EXERCISE 1: Reproduce everything in the patch analysis from "Record: Part of" down to "is subsystem maintainer.".
EXERCISE 2: List the title of every numbered step heading in the patch analysis, together with its step number.
BEGIN TEXT SEGMENT
Record: Bug introduced in v6.12 by commits f4fdd7716290a2 and
0b3be9d1d34e21.

### Step 3.2: Fixes Tag
No Fixes: tag present (expected for autosel). However, the bug clearly
traces back to `0b3be9d1d34e` — two related fixes (228bc0e79c852 and
49fba87205bec) already reference it with `Fixes:` tags.

Record: Related fixes 228bc0e79c852 and 49fba87205bec both fix
0b3be9d1d34e — this is a third fix for the same problematic commit.

### Step 3.3: File History
Related recent commits:
- `228bc0e79c852` (v6.14): "only enable tx worker after setting the
  channel" — Fixes: 0b3be9d1d34e
- `49fba87205bec`: "fix linked list corruption" — Fixes: 0b3be9d1d34e
- `bdeac7815629c`: "free pending offchannel tx frames on wcid cleanup"

Record: Multiple follow-up fixes to the same offchannel TX code. This
commit is standalone — only needs the pre-existing
mt76_txq_schedule_pending function.

### Step 3.4: Author
Felix Fietkau (`nbd@nbd.name`) is the mt76 subsystem maintainer and
original author of the driver. Very high confidence in fix correctness.

Record: Author is the mt76 maintainer — highest trust level.

### Step 3.5: Dependencies
- `mt76_txq_schedule_pending()` exists since v6.12 (commit 0b3be9d1d34e)
- `__mt76_set_channel()` exists since v6.14 (commit 82334623af0cd2)
- For v6.12 backport: function is called `mt76_set_channel()` with
  different context — needs adaptation
- For v6.14+/7.0: should apply cleanly or with minimal context
  adjustment
- Commit `228bc0e79c852` (v6.14) should ideally be present first, as it
  repositions `mt76_worker_enable()`. The v6.12 code has enable before
  `set_channel`, which was moved by that fix.

Record: Dependencies on 0b3be9d1d34e (present since v6.12) and
82334623af0cd2 (v6.14). For v6.12 backport, adaptation is needed.

---

## PHASE 4: MAILING LIST AND EXTERNAL RESEARCH

### Step 4.1: Patch Discussion
b4 dig could not find the exact commit by the Link msgid. The msgid
suggests this is patch 8 of a series from Felix Fietkau dated
2026-03-09.

Record: Part of a larger series. Could not retrieve full lore discussion
due to lore anti-bot protections.

### Step 4.2: Reviewers
Felix Fietkau is both author and maintainer — self-reviewed. This is
normal for mt76 where he is the primary maintainer.

Record: Author is subsystem maintainer.
END TEXT SEGMENT
BEGIN MATERIAL SHOWN
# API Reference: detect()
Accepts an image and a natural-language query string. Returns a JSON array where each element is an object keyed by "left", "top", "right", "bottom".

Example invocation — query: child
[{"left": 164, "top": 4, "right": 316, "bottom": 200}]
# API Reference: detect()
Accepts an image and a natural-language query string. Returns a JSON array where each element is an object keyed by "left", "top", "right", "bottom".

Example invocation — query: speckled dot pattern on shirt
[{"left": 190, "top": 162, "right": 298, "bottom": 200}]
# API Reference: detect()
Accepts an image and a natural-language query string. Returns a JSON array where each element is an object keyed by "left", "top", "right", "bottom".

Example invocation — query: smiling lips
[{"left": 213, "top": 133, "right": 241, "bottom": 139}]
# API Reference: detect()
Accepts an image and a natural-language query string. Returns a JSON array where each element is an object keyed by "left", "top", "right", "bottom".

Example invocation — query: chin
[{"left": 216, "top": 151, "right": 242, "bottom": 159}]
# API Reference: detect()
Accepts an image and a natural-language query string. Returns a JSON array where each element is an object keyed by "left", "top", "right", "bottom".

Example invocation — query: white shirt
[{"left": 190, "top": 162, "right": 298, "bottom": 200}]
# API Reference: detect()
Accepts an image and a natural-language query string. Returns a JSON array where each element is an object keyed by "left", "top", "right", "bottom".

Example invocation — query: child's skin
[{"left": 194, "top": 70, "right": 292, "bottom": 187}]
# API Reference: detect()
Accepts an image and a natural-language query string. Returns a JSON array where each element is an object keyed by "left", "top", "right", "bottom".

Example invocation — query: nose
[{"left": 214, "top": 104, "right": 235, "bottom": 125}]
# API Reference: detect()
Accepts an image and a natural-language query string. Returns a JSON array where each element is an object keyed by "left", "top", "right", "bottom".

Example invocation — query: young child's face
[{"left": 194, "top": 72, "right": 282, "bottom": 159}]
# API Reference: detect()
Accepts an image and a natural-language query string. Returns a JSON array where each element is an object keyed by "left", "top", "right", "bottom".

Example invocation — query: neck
END MATERIAL SHOWN
WRITTEN ANSWER 1:
Record: Part of a larger series. Could not retrieve full lore discussion
due to lore anti-bot protections.

### Step 4.2: Reviewers
Felix Fietkau is both author and maintainer — self-reviewed. This is
normal for mt76 where he is the primary maintainer.

Record: Author is subsystem maintainer.

WRITTEN ANSWER 2:
- Step 3.2: Fixes Tag
- Step 3.3: File History
- Step 3.4: Author
- Step 3.5: Dependencies
- Step 4.1: Patch Discussion
- Step 4.2: Reviewers